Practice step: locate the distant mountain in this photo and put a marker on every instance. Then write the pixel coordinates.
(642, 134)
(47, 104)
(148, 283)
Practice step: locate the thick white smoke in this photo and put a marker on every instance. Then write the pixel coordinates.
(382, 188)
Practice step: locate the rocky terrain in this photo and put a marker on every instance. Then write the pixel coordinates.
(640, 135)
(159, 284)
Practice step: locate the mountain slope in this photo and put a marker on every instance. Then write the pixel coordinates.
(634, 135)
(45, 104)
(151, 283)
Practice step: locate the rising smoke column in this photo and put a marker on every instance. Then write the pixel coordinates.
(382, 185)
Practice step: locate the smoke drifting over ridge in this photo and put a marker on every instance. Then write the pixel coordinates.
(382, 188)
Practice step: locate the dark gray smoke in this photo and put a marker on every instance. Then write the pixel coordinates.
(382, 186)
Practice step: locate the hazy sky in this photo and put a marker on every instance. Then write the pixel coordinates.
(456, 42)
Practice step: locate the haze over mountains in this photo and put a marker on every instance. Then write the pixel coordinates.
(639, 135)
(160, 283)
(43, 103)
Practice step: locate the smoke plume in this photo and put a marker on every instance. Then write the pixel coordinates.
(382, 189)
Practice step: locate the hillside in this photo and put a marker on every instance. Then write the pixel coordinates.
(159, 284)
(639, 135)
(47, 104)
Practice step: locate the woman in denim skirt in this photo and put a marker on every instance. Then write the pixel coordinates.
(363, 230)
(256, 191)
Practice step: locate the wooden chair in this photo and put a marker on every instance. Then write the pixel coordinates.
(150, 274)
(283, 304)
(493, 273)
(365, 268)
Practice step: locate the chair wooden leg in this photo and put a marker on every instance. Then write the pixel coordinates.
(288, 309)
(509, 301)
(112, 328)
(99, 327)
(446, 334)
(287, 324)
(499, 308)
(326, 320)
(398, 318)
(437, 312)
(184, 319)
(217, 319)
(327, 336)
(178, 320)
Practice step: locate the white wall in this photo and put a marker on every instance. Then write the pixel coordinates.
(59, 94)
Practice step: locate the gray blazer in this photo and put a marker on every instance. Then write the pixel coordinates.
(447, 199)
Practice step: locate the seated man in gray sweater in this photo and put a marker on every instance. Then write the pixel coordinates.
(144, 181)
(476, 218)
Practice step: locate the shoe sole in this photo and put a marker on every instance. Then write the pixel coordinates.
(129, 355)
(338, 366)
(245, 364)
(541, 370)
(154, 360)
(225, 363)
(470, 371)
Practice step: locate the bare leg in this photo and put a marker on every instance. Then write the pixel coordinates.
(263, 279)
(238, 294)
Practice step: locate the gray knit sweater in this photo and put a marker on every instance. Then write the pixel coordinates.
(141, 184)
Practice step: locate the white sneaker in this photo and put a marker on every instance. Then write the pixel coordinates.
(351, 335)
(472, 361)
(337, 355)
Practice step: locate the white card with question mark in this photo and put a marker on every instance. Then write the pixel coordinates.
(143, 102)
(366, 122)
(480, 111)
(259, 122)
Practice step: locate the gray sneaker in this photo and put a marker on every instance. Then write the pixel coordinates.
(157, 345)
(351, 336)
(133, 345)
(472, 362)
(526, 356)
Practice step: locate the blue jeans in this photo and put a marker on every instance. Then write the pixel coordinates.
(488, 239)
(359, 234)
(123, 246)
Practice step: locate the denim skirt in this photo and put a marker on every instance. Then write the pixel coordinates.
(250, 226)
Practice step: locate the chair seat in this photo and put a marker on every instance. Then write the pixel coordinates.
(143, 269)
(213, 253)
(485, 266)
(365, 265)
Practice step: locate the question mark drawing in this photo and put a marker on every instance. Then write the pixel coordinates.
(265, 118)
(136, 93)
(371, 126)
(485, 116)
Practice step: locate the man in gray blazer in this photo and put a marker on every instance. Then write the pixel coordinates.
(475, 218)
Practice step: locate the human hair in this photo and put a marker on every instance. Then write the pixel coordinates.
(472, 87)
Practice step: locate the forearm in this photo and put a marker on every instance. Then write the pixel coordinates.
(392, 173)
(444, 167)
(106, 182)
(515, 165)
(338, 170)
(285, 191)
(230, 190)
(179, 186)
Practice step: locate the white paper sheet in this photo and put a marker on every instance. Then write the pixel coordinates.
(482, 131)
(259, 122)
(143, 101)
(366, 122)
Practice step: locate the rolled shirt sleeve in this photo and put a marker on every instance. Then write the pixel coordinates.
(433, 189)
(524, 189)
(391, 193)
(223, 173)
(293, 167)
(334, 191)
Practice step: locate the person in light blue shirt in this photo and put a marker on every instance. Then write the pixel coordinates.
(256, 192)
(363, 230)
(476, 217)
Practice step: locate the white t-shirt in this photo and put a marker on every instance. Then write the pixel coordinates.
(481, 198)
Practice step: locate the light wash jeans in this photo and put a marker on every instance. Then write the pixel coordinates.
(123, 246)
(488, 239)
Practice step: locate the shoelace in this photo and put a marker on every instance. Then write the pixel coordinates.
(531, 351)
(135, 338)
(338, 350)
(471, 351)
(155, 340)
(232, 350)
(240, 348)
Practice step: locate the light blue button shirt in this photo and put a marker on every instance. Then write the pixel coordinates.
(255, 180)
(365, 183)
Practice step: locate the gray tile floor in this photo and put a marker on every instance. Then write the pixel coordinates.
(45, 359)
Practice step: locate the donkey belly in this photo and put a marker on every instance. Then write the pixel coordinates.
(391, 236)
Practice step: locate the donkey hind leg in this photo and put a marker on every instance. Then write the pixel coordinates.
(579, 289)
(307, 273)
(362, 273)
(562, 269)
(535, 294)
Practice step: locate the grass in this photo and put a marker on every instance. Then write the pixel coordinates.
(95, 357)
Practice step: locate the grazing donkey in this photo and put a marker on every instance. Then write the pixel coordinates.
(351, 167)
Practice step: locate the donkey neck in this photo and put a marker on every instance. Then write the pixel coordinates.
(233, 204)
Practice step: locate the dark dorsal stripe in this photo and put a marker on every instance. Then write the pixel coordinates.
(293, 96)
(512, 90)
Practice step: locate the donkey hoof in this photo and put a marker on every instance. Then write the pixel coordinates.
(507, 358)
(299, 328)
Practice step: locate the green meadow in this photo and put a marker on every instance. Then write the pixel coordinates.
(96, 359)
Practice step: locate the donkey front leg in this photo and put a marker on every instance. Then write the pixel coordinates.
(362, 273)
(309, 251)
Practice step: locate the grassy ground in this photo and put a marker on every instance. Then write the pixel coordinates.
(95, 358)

+--

DIRECTIONS FOR THIS TASK>
Copy out the rows above word for word, from the line containing "Practice step: locate the green" through the last row.

COMPLETE RESPONSE>
Practice step: locate the green meadow in this photo and put a marker on every instance. Then write the pixel coordinates.
(96, 359)
Practice step: locate the donkey front leg in this photo and put a marker on every instance. Then write the pixel coordinates.
(362, 273)
(309, 251)
Practice step: locate the grassy ground in this photo and put a marker on every instance. Then write the pixel coordinates.
(95, 358)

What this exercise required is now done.